::: Data under study :::
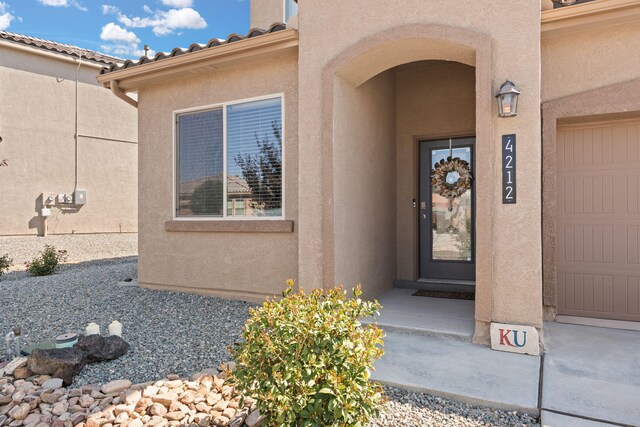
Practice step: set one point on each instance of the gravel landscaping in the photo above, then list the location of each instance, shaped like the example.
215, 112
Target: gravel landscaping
169, 333
79, 247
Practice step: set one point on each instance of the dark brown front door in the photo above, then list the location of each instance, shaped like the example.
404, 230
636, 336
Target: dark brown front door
447, 231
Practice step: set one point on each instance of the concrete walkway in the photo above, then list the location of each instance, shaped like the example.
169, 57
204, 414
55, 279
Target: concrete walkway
426, 316
460, 370
592, 373
428, 349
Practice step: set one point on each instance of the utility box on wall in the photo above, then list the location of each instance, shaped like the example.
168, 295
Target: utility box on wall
80, 197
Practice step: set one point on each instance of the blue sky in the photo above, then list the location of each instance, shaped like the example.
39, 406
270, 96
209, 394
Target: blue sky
123, 27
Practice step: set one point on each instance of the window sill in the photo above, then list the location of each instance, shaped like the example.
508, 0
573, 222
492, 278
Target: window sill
230, 226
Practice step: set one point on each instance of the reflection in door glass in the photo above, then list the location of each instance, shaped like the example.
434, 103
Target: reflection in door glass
452, 231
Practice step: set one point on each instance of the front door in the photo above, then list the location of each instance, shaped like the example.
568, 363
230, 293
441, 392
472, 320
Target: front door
447, 228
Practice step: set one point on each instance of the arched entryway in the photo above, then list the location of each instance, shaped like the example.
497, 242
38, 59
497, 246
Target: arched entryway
382, 98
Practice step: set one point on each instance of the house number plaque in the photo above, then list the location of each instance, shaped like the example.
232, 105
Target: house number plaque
509, 169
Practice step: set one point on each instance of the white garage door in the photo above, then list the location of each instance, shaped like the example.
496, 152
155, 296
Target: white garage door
598, 220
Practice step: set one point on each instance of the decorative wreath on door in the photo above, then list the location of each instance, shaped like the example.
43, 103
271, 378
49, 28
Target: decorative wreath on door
451, 178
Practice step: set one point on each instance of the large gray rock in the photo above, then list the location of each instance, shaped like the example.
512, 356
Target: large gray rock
98, 348
60, 363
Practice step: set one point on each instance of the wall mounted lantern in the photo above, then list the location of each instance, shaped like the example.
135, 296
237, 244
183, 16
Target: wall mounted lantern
508, 100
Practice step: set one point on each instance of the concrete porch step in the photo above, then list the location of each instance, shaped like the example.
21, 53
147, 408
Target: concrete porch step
459, 370
437, 317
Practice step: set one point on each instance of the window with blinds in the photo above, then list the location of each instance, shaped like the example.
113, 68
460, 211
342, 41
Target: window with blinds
200, 164
244, 183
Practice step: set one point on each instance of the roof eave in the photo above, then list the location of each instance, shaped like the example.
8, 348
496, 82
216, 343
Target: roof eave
223, 56
588, 15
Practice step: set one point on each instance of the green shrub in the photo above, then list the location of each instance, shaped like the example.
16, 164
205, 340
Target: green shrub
5, 263
47, 262
306, 359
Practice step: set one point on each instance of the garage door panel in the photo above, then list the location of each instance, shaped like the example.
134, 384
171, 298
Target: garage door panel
598, 226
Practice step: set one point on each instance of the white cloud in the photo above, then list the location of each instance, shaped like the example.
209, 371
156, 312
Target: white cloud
126, 50
178, 3
123, 42
108, 9
5, 16
114, 32
64, 3
166, 22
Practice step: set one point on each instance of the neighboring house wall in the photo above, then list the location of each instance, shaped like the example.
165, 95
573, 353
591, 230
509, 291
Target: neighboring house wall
266, 12
37, 124
250, 265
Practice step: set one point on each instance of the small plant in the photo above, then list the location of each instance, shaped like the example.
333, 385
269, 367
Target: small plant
306, 359
5, 263
47, 262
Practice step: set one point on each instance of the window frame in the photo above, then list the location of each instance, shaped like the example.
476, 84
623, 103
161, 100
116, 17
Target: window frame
223, 106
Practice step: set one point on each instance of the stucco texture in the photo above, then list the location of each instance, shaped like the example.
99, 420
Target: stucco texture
37, 124
266, 12
228, 264
509, 242
589, 59
365, 193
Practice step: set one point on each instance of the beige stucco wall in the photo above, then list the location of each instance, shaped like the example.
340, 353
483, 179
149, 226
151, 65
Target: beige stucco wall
433, 101
589, 59
37, 124
246, 265
365, 192
592, 74
512, 242
266, 12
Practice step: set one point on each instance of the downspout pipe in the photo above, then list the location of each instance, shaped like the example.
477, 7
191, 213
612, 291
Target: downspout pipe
75, 185
113, 84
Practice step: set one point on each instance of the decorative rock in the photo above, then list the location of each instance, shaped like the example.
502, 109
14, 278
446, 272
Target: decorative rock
174, 416
255, 419
221, 421
121, 418
78, 418
75, 392
157, 421
59, 408
86, 400
158, 409
22, 373
150, 391
98, 348
133, 397
173, 384
49, 397
165, 399
19, 413
52, 384
16, 363
60, 362
116, 386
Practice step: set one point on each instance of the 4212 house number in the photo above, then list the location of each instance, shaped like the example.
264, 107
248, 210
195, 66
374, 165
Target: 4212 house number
509, 169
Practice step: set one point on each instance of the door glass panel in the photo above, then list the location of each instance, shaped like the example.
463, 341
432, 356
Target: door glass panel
451, 231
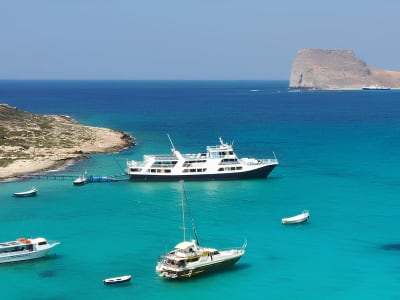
:::
**Assignment:** Reproduce all of the records above exactly, but exclude the pictures.

**Answer box:**
Practice step: set one point on each instance of the gravel landscaping in the photo above, then list the location of each instance, shaped like the example.
215, 112
Target: gravel landscaping
169, 333
79, 247
Practice step: set one point on each instance of the dark brown front door in the photo above, then list the location of each instance, shaped like the example.
404, 230
636, 336
Target: dark brown front door
447, 231
Practice step: set one point on each instance of the concrete walkway in the photo above, then list the location of each instance, shaped like the example.
169, 57
204, 414
55, 279
Target: concrete walkway
426, 316
460, 370
592, 373
428, 349
Practice step: set one point on each instance of the utility box on wall in the photo above, then list the location of each instance, shaped like the example.
168, 295
Target: utility box on wall
80, 197
Practice step: set one point on each instance of the blue sky in the photo above, then list the location of each instance, shaped like the example.
39, 406
270, 96
209, 394
Target: blue sky
123, 27
Practice step: set one point on each instance of the window sill in the photo above, then list the location of each instance, shaped like the example.
508, 0
573, 222
492, 278
Target: window sill
230, 226
Practice step: set one point on each instance of the reflection in door glass in the photo above, then list the location of each instance, shaped like the example.
434, 103
Target: reflection in door glass
452, 231
Practice step: set one point on each instance of the front door in the photo above, then list the location of each instance, shaped like the example.
568, 363
230, 293
441, 392
472, 320
Target: front door
447, 228
Practice step: set one point on each instance of the arched entryway in the photo above, then list the location of each instance, shaped like the example.
497, 242
38, 59
497, 246
Target: arched entryway
382, 98
Practice step: set one point on each instance of the house number plaque in the photo above, then list the location of each instance, shaped like the example.
232, 105
Target: house number plaque
509, 169
Practice step: set one point on each instance of the white garage door in the photo above, then list the location of each instance, shaped like the example.
496, 152
155, 296
Target: white garage door
598, 220
Practice step: set one point on each instance of the decorative wreath on door in the photo above, then list the location of each instance, shaped like the example.
43, 103
271, 378
49, 28
Target: decorative wreath on door
451, 178
Practice step: set one point on each instance of the large gray rock in the photo above, then list the location of each instance, shaped like the example.
512, 356
Target: large gray rock
98, 348
60, 363
Practice step: set one point on each instance of the wall mounted lantern in the photo above, then list the location of each instance, shaped like the example.
135, 296
237, 244
183, 16
Target: wall mounted lantern
508, 100
Practice step: set one point on each instance of the concrete porch step in the photo above, then list the location of each instance, shaped like the example.
21, 53
147, 408
Target: concrete porch step
459, 370
437, 317
Practice step: set one point on each instance of the window with blinds in the photo above, then list the location of each instance, shaped like the example.
113, 68
460, 211
342, 41
Target: window with blinds
200, 164
244, 183
Practice step: set one point on each instance of the roof eave in the photo above, then list the location of each instance, shaped like the example.
8, 348
496, 82
216, 343
Target: roof eave
223, 56
588, 15
Practice step: set one point on each instance of the green shrub in the photo above, then list the location of each instance, shaped like the example.
16, 164
205, 340
Target: green shrub
5, 263
47, 262
306, 359
Practice step: set one point on each instance of the garage door panel in the photo above, then list the location of each instance, shaped like the example.
134, 384
171, 298
Target: garage door panel
598, 226
Practice step: set one point on each instance of the white cloud in the photo above, then list the location of each instance, shaped like the example.
209, 371
156, 312
Target: white cloud
126, 50
178, 3
123, 42
108, 9
5, 16
114, 32
64, 3
166, 22
Practice step: set one point on each instance of the neighboring house wall in the photo above, then list the location of each instance, shaped like the example.
165, 95
573, 353
591, 230
509, 291
Target: neighboring house wall
266, 12
37, 124
250, 265
Practice step: set one point on each instance of the small plant in the photo above, then list the location of each instance, shaped like the example.
333, 385
269, 367
Target: small plant
306, 359
5, 263
47, 262
Practice step: set one point on each instance of the window frame in the photo above, then list the location of each instance, shaped like the example.
476, 84
623, 103
161, 100
116, 17
Target: window frame
223, 106
Practice step: set one point on each instance of the stucco texture in the photo above, then list the location of each instance, shaped like the example.
99, 420
Target: stucco texture
37, 124
266, 12
228, 264
509, 242
589, 59
365, 193
Practice step: set one point on each instance of the beige stucco wall in the photo above, then list the location of each instance, shaped like the example.
340, 353
483, 179
149, 226
151, 65
Target: beige stucco wall
433, 101
589, 59
37, 124
246, 265
365, 192
592, 74
512, 242
266, 12
Practice step: set one point on each instance of the downspout pipe in the photo above, then list the location of each instance, shaped like the example.
477, 7
191, 213
612, 291
Target: downspout pipe
75, 185
113, 84
Practice step: set one point on each instance of the decorative rock in the photo above, then list the location of each instance, shaped like the example.
502, 109
14, 278
446, 272
Target: decorative rock
174, 416
255, 419
221, 421
121, 418
78, 418
75, 392
157, 421
59, 408
86, 400
158, 409
22, 373
150, 391
98, 348
133, 397
173, 384
49, 397
165, 399
19, 413
52, 384
16, 363
60, 362
116, 386
Practice step: set one point on each instance of the 4212 house number in the photo above, then list the location of each instance, shaped like the example.
264, 107
248, 210
195, 66
374, 165
Target: 4212 house number
509, 169
Practice step: set one point on each instance of the door glass panel in the photo above, then list the location of each instance, shaped like the example.
463, 341
432, 356
Target: door glass panel
451, 231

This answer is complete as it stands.